---------- DATA PROVIDED ----------

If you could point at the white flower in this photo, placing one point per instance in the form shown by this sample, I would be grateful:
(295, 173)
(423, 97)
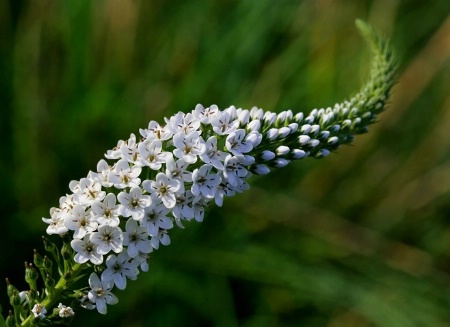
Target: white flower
(129, 151)
(136, 239)
(162, 237)
(223, 189)
(119, 268)
(103, 170)
(212, 155)
(65, 312)
(189, 146)
(178, 169)
(106, 212)
(204, 182)
(86, 251)
(141, 260)
(234, 172)
(163, 188)
(235, 143)
(56, 222)
(100, 293)
(89, 192)
(80, 222)
(122, 175)
(155, 218)
(155, 131)
(39, 311)
(107, 238)
(184, 123)
(183, 209)
(206, 114)
(133, 203)
(151, 154)
(224, 123)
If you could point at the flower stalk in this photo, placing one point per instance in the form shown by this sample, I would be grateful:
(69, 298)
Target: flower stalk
(117, 215)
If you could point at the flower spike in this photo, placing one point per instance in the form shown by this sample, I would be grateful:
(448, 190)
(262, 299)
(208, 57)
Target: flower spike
(118, 215)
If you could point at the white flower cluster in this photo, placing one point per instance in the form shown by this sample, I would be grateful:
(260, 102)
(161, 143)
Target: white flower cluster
(125, 209)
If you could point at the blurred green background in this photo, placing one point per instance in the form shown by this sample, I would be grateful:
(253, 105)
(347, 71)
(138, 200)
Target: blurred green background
(361, 238)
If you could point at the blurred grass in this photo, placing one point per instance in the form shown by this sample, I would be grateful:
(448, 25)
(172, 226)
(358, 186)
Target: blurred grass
(359, 239)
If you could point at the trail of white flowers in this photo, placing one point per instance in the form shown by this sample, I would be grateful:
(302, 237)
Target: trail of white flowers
(168, 175)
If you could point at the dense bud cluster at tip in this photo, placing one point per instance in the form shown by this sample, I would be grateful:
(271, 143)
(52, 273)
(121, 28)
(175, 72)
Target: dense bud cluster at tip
(168, 175)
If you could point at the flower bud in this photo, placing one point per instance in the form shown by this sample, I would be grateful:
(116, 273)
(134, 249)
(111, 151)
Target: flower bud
(282, 150)
(10, 289)
(293, 127)
(333, 140)
(298, 154)
(14, 300)
(269, 118)
(38, 260)
(31, 275)
(313, 143)
(244, 117)
(314, 129)
(254, 126)
(280, 162)
(256, 113)
(10, 320)
(272, 134)
(49, 246)
(298, 117)
(262, 169)
(284, 131)
(66, 251)
(267, 155)
(48, 264)
(303, 139)
(305, 129)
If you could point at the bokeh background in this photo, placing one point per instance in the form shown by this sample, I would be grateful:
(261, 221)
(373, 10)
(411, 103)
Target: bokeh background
(361, 238)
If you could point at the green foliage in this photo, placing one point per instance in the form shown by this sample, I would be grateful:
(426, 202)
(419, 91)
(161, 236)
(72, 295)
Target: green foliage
(360, 238)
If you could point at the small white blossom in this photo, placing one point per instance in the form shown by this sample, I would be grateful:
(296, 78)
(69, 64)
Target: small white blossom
(224, 123)
(86, 251)
(155, 218)
(100, 293)
(64, 311)
(235, 142)
(204, 182)
(155, 131)
(163, 188)
(39, 311)
(135, 238)
(118, 269)
(151, 154)
(162, 237)
(178, 169)
(189, 146)
(80, 221)
(107, 238)
(56, 222)
(133, 203)
(122, 175)
(212, 155)
(105, 213)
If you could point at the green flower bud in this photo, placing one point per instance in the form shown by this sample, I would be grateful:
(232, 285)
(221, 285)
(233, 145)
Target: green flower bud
(11, 289)
(48, 264)
(10, 320)
(14, 299)
(38, 260)
(49, 246)
(49, 282)
(31, 275)
(66, 251)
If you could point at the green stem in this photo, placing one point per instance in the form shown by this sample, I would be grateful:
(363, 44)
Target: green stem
(52, 298)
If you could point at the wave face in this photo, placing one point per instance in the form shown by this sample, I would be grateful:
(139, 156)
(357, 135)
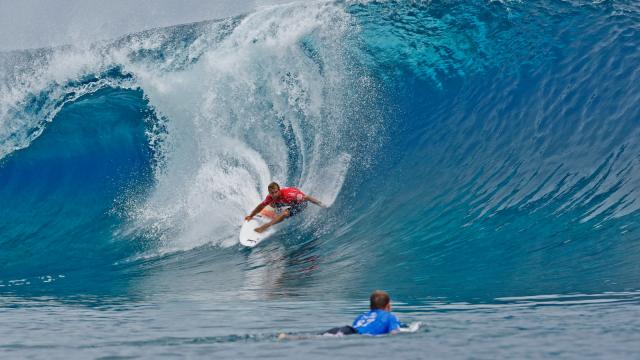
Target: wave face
(466, 150)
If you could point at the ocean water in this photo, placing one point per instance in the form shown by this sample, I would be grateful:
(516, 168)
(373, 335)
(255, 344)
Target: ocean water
(481, 160)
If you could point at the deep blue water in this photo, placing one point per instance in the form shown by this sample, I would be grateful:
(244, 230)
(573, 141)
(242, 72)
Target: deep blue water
(480, 158)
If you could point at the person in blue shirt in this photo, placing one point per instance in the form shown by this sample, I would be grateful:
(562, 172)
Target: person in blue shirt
(377, 321)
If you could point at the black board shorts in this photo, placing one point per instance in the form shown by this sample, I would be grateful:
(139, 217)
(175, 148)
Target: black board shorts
(344, 330)
(294, 209)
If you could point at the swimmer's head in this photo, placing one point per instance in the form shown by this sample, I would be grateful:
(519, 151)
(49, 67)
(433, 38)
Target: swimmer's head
(380, 300)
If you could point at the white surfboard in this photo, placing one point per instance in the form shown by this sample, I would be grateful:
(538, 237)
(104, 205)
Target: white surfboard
(248, 236)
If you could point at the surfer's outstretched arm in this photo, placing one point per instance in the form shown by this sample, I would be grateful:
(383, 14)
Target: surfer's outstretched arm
(254, 212)
(314, 200)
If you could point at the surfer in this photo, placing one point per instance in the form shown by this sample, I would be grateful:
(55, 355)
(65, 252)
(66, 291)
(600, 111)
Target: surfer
(290, 200)
(377, 321)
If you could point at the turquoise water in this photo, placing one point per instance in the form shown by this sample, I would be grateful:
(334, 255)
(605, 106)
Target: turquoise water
(480, 160)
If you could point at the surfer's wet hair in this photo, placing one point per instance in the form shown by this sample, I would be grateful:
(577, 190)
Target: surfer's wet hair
(379, 300)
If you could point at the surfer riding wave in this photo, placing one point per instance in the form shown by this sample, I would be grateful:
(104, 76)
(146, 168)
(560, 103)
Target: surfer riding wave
(289, 201)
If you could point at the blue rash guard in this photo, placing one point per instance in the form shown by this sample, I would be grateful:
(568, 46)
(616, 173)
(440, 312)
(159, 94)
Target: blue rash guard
(376, 322)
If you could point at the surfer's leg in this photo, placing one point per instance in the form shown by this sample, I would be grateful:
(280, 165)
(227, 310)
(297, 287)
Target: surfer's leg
(277, 219)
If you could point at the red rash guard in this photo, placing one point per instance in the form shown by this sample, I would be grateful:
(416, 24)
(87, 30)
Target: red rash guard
(288, 196)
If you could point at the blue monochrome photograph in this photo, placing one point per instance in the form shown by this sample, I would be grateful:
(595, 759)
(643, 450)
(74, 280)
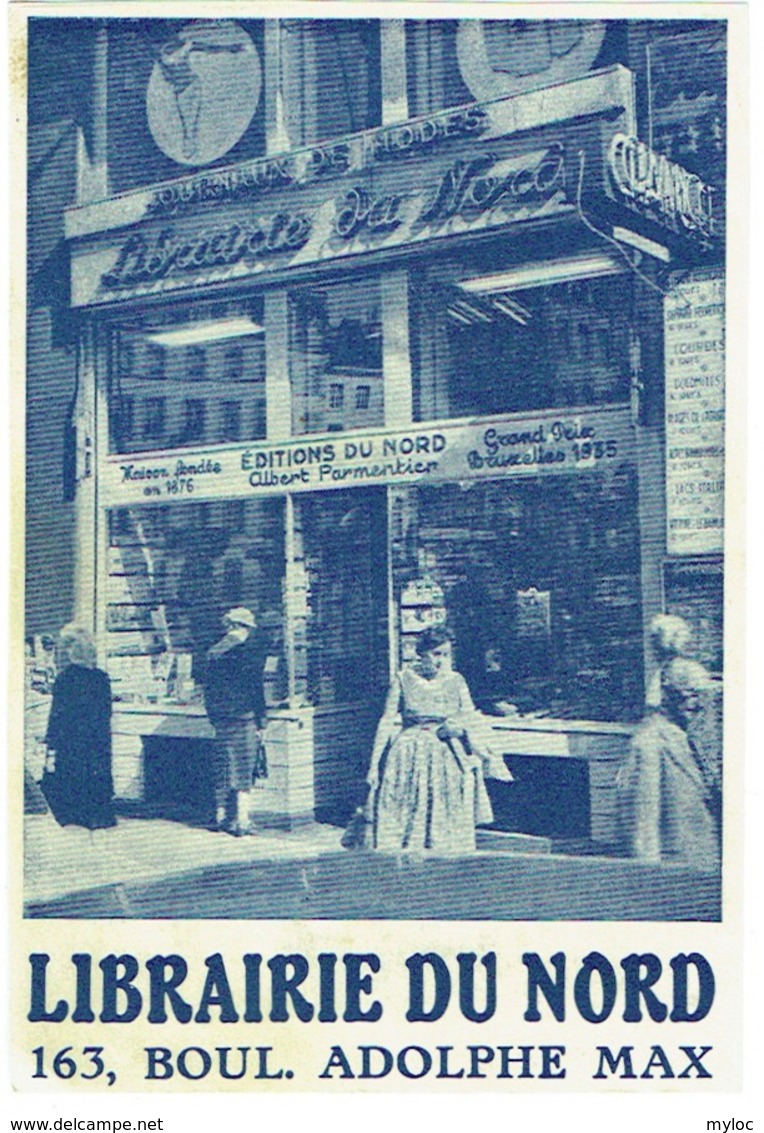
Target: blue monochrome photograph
(374, 526)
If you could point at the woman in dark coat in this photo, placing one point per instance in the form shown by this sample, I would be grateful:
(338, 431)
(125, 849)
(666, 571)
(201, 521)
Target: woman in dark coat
(236, 707)
(79, 788)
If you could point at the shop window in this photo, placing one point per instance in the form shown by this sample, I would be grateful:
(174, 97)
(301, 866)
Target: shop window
(452, 62)
(196, 365)
(125, 419)
(126, 359)
(154, 418)
(217, 348)
(168, 589)
(331, 77)
(234, 365)
(231, 423)
(550, 627)
(336, 339)
(154, 359)
(235, 512)
(535, 337)
(341, 538)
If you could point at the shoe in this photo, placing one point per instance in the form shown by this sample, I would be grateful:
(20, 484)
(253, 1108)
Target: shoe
(238, 829)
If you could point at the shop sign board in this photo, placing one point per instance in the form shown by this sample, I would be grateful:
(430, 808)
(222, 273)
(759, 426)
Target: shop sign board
(660, 189)
(480, 190)
(694, 335)
(550, 442)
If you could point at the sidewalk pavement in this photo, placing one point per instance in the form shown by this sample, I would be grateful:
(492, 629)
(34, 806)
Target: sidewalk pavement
(156, 868)
(64, 860)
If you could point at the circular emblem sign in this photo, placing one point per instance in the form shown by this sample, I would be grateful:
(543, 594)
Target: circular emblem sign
(502, 57)
(203, 91)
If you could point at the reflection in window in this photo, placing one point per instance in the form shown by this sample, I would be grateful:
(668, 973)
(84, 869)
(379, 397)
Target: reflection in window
(345, 53)
(154, 418)
(336, 344)
(551, 625)
(507, 342)
(219, 349)
(154, 363)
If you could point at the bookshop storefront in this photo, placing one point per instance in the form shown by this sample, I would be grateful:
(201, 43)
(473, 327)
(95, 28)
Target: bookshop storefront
(361, 388)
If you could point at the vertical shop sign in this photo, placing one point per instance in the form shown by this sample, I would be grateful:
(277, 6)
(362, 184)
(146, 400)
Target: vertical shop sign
(694, 320)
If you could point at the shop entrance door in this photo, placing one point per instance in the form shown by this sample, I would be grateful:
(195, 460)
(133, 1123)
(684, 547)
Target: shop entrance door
(345, 543)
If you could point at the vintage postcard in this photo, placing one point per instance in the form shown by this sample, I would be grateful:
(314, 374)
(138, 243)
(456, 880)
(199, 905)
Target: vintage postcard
(378, 625)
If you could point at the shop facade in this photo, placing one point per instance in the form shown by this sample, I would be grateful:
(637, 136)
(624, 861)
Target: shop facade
(378, 357)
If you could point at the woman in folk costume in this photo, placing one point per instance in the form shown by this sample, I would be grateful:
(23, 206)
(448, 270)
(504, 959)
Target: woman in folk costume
(77, 781)
(426, 768)
(235, 703)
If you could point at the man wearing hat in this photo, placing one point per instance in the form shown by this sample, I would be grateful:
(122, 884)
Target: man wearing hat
(236, 706)
(669, 791)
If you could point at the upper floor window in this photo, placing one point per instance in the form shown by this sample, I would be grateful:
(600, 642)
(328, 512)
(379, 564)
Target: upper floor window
(336, 341)
(183, 95)
(204, 346)
(451, 62)
(537, 335)
(330, 77)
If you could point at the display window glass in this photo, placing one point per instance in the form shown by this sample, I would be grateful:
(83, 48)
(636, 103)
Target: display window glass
(172, 573)
(341, 538)
(183, 95)
(188, 377)
(492, 340)
(550, 625)
(336, 356)
(331, 77)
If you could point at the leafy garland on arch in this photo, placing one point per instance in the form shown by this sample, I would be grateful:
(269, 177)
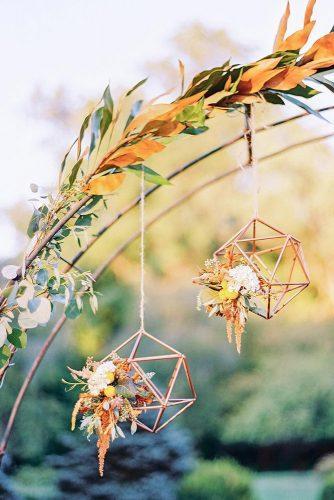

----------

Verbatim copy, pictures excluded: output the lines from the first line of the records above through the line containing "If you could point at the flower stalk".

▸ ANSWER TO THE PROBLEM:
If you could point at the white flower in this photo, placing one point per instance in the form shown by this sample, I would be grateful:
(295, 173)
(423, 97)
Target: white flower
(129, 151)
(136, 239)
(162, 237)
(223, 189)
(119, 268)
(103, 170)
(212, 155)
(65, 312)
(189, 146)
(178, 169)
(106, 212)
(204, 182)
(86, 251)
(141, 260)
(234, 172)
(163, 188)
(235, 143)
(56, 222)
(100, 293)
(89, 192)
(80, 222)
(122, 175)
(155, 218)
(155, 131)
(39, 311)
(107, 238)
(184, 123)
(183, 209)
(206, 114)
(133, 203)
(151, 154)
(224, 123)
If you could point at the flower stalk in this photo, placing one point per instance in the form shown by this sample, I would be grateful:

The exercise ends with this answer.